◆ Record list ◆
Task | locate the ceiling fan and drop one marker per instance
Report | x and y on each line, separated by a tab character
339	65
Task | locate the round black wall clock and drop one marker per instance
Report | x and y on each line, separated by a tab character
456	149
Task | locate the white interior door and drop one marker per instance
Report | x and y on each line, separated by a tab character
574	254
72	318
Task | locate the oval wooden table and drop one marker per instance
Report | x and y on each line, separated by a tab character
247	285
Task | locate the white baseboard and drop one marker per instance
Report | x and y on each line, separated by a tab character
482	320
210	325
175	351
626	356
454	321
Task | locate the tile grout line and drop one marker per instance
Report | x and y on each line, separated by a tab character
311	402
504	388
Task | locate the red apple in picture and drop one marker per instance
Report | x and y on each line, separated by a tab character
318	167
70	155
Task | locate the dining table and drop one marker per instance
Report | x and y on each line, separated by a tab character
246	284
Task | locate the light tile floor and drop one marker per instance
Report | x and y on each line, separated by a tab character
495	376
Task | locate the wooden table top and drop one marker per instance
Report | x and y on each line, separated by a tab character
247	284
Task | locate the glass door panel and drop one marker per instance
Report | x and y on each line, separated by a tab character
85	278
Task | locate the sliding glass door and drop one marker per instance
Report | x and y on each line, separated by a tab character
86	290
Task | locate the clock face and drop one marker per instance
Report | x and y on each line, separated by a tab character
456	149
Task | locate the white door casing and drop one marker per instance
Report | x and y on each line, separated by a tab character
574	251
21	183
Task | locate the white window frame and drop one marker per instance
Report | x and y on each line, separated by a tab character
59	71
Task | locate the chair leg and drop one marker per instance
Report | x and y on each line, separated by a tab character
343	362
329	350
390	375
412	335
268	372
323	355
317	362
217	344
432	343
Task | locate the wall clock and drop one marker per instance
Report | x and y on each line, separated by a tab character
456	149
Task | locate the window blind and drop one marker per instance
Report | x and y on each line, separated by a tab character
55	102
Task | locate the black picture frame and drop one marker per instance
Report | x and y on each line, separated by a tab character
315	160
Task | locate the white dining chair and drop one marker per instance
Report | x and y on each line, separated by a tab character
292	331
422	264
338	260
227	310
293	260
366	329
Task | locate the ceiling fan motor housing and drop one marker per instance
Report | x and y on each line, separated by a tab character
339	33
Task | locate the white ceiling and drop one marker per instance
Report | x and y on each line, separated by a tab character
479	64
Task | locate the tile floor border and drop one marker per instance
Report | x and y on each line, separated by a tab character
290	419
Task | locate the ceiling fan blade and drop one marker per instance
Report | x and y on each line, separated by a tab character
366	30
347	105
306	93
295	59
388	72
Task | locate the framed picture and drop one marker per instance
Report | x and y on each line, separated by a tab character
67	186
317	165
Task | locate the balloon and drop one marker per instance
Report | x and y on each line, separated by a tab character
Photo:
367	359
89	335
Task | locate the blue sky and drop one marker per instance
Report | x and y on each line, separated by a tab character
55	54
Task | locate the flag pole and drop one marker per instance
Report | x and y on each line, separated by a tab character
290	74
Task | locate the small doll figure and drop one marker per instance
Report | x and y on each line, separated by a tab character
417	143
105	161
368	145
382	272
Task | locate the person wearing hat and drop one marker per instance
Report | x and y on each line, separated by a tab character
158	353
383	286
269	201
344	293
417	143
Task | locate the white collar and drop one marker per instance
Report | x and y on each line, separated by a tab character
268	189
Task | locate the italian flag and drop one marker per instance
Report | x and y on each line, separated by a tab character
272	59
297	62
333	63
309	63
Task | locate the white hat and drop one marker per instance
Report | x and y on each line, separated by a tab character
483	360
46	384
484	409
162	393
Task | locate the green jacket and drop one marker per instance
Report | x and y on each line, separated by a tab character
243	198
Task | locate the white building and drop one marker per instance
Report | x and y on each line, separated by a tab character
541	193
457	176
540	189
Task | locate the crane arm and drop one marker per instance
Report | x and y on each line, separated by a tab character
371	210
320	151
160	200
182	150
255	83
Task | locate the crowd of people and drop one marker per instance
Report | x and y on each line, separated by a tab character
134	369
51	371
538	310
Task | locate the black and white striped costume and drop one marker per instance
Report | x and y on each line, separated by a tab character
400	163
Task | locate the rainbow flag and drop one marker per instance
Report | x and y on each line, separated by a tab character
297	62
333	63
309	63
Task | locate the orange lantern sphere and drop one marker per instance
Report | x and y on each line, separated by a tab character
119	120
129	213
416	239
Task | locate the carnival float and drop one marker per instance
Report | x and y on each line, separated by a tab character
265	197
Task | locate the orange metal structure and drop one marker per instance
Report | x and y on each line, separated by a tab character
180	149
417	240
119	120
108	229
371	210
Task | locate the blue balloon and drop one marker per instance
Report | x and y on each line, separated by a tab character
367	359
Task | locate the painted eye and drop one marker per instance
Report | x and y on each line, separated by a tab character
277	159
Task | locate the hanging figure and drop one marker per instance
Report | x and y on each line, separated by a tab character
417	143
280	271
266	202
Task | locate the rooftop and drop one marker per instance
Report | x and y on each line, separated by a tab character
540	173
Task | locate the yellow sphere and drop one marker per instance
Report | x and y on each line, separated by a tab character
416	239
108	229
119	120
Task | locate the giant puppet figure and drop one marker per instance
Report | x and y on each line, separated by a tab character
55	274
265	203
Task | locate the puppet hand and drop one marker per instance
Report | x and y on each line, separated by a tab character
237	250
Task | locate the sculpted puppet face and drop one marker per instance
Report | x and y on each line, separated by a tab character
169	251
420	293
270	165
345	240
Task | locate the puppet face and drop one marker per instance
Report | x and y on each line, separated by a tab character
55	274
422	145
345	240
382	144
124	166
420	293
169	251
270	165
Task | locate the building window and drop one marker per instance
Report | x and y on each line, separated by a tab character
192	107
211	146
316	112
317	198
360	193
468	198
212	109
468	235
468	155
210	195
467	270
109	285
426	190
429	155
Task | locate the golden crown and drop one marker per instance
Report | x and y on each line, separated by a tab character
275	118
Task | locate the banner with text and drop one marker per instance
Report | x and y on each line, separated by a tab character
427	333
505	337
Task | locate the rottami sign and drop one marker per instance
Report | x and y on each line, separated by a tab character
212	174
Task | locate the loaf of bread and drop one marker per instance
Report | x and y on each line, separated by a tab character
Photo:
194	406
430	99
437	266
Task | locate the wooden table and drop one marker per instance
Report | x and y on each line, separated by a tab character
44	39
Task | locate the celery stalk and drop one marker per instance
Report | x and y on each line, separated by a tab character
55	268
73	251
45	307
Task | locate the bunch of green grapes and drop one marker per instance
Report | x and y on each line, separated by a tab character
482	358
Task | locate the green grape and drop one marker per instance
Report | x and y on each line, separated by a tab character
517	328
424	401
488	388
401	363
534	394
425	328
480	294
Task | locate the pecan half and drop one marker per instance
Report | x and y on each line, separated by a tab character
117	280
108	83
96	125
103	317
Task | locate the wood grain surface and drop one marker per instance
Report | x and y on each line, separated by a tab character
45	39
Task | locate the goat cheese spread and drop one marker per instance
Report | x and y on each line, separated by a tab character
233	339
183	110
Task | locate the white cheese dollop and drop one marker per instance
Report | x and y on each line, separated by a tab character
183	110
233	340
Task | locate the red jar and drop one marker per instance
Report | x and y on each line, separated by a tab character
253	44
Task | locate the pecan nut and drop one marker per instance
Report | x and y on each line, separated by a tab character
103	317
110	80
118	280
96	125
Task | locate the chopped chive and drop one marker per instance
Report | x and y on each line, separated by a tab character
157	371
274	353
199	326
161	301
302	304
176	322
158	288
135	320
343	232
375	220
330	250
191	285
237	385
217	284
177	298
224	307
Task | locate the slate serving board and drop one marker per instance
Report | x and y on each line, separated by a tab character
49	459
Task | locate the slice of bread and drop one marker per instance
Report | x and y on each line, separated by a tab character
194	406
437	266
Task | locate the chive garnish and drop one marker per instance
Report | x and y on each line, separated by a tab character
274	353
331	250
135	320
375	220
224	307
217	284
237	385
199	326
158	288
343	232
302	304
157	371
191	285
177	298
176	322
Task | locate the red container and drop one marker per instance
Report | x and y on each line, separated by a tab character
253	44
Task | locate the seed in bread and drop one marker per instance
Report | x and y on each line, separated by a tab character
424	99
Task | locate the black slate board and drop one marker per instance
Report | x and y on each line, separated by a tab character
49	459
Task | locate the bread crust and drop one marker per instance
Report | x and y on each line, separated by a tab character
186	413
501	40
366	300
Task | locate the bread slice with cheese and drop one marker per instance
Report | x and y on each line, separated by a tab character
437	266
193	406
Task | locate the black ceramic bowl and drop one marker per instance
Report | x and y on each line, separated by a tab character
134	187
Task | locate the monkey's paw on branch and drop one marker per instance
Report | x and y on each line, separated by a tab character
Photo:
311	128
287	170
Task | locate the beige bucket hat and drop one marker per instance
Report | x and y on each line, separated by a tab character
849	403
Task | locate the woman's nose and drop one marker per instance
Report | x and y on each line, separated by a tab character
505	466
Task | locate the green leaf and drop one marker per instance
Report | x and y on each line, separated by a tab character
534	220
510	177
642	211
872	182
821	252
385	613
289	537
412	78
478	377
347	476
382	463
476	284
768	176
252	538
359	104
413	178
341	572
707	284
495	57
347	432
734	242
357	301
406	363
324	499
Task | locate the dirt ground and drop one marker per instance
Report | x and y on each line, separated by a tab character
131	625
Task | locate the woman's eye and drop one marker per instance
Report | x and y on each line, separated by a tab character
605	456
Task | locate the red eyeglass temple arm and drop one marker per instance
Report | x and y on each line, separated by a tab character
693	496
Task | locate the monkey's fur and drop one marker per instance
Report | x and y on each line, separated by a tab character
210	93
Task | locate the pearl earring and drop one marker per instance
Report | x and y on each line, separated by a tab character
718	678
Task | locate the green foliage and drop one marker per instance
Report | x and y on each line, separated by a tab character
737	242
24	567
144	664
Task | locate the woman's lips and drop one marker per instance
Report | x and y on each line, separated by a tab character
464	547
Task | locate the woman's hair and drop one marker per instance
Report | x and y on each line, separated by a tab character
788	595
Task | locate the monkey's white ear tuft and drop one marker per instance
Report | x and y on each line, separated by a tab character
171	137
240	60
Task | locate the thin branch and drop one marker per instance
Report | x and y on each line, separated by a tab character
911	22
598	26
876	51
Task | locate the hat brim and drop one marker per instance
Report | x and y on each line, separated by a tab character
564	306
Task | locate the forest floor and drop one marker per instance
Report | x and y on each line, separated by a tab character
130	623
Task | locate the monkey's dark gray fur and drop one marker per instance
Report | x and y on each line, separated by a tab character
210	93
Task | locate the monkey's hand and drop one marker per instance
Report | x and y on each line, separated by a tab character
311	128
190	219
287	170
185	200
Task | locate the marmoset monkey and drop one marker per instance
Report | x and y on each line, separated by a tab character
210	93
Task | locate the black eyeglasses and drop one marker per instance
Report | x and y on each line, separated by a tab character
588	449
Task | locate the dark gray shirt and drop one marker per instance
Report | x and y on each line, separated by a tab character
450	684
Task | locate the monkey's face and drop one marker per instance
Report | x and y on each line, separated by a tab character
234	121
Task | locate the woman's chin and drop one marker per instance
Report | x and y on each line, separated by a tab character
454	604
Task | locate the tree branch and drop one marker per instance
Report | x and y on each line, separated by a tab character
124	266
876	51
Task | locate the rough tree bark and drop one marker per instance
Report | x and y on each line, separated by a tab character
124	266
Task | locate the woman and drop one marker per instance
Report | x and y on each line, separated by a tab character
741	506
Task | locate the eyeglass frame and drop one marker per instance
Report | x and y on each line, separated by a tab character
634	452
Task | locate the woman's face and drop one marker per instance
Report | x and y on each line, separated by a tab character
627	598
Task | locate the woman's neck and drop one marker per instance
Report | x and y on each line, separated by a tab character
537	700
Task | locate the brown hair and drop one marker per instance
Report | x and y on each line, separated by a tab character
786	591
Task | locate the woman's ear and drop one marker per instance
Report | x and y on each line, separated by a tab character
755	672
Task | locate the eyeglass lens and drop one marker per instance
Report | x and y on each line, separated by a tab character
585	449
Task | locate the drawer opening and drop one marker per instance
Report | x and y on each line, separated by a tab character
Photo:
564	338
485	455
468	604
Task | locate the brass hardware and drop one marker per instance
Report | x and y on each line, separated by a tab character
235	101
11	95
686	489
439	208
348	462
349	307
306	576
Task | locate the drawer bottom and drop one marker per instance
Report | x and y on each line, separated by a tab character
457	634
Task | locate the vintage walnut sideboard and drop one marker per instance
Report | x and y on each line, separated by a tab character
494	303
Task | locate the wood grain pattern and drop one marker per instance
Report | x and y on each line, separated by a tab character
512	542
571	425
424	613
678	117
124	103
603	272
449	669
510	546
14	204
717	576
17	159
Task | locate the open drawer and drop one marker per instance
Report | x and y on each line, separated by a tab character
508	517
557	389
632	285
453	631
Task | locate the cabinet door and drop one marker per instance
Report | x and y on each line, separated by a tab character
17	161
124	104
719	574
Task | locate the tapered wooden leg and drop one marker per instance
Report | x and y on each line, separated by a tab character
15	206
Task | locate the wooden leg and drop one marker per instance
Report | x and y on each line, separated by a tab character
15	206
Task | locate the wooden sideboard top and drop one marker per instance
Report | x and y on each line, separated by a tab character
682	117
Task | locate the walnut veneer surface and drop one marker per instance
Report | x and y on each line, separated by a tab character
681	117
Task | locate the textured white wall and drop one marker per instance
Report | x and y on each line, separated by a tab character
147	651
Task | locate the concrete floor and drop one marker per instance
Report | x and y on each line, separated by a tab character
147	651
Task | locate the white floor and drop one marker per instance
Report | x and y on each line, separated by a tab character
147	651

◆ Written instruction ◆
Each line from the one containing "Task | locate the cabinet" to the final line of the entries above must be returned exactly, and no other line may appear.

◆ Result of the exercise ◆
Task | locate the cabinet door and drop one marker per instance
Report | x and y on each line, separated by a tab character
17	161
124	104
719	574
Task | locate the tapered wooden leg and drop one marker per instance
Report | x and y on each line, separated by a tab character
15	206
Task | locate the wooden leg and drop one marker per instance
Report | x and y on each line, separated by a tab character
15	206
Task | locate the wooden sideboard top and drop one marker per instance
Report | x and y on each line, separated by a tab character
682	117
Task | locate the walnut veneer surface and drop one marker per instance
Report | x and y on each line, separated by a tab character
681	117
Task | locate the textured white wall and drop one marker per instance
Report | x and y on each line, separated by a tab character
147	651
Task | locate the concrete floor and drop one marker per instance
Report | x and y on each line, separated by a tab character
147	651
Task | locate the white floor and drop one marker per instance
Report | x and y on each line, separated by a tab character
147	651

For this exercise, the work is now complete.